- Problem description: Report each line of the material below that contains the word "carved". Treat the match as case-sensitive.

[Dataset records]
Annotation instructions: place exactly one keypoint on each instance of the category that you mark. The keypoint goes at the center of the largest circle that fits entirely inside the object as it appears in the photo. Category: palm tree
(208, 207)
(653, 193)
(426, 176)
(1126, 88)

==

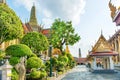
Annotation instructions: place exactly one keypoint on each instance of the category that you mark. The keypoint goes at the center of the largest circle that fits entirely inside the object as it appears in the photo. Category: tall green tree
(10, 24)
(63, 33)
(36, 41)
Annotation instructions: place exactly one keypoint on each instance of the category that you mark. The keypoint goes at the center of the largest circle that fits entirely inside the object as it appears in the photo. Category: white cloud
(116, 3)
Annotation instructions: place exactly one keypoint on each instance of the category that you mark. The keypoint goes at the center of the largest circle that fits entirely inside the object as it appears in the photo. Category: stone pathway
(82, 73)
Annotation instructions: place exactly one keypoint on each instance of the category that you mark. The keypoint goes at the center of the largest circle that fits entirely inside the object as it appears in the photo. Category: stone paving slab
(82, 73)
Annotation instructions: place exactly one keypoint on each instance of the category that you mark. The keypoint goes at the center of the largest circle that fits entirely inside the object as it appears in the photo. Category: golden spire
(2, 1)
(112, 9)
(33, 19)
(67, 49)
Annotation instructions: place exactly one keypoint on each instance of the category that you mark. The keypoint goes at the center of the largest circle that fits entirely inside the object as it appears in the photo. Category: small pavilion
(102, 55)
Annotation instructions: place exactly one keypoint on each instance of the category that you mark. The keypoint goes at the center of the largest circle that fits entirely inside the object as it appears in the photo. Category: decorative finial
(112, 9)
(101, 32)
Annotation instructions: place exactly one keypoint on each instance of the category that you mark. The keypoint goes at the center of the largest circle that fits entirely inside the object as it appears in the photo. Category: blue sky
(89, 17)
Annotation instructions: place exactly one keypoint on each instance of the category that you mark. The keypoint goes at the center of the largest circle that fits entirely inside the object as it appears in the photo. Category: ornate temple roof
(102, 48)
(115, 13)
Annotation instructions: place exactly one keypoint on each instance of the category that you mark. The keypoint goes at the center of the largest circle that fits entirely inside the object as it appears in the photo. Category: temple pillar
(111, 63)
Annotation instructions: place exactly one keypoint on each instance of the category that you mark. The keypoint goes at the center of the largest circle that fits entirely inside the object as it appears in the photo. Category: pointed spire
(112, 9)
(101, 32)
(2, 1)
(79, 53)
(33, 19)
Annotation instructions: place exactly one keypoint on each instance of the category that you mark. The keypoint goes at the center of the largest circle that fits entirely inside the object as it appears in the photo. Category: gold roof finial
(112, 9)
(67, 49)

--

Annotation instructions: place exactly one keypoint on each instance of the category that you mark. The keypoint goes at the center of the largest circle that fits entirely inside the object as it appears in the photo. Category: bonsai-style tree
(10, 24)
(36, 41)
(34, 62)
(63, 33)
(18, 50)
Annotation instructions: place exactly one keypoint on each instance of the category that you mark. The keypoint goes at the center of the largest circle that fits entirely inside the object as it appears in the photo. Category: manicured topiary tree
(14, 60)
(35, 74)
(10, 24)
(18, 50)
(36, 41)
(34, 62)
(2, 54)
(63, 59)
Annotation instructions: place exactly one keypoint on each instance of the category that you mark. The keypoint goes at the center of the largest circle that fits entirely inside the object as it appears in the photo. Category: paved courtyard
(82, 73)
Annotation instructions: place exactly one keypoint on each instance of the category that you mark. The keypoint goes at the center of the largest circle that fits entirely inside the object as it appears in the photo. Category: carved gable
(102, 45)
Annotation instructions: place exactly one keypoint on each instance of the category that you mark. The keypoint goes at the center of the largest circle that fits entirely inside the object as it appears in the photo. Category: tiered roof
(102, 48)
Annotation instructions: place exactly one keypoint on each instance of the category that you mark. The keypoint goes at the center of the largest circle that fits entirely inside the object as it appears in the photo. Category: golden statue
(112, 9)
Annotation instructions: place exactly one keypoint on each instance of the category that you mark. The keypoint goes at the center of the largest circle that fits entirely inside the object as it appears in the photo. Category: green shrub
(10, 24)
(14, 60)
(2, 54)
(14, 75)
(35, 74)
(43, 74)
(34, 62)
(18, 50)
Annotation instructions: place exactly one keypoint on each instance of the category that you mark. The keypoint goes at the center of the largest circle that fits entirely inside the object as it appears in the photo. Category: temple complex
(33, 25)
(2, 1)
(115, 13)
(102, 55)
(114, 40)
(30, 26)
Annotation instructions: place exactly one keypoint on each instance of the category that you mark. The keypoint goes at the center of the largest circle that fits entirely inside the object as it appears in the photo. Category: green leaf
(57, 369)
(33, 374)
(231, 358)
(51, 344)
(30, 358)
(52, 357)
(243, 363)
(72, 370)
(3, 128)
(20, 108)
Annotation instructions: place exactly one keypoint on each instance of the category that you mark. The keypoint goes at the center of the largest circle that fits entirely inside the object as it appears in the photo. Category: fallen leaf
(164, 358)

- Complete output:
Annotation instructions: place exactly one keypoint on each instance of the category that you mark. The keypoint goes at the center of the largest circle that fits entirely inside the object as it appears in the photo. Category: carved gable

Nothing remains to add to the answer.